Rewrite the entries below with every "small cave opening" changed to "narrow cave entrance" and everything else kept unchanged.
#####
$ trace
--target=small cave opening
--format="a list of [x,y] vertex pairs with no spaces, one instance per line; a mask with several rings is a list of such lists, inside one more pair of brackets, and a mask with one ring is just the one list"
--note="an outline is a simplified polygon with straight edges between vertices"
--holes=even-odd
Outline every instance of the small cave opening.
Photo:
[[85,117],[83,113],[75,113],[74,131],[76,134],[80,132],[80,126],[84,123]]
#####
§ **Output of the exercise**:
$ trace
--target=narrow cave entrance
--format="a list of [x,y] vertex pairs with no spaces, one instance per line; a mask with several rings is a list of such lists, inside one more pair of brackets, and a mask with one ring is just the one list"
--note="an outline is a simplified polygon with straight edges between vertices"
--holes=even-odd
Outline every instance of the narrow cave entrance.
Photo:
[[85,117],[83,113],[75,113],[74,131],[76,134],[80,132],[80,126],[84,123]]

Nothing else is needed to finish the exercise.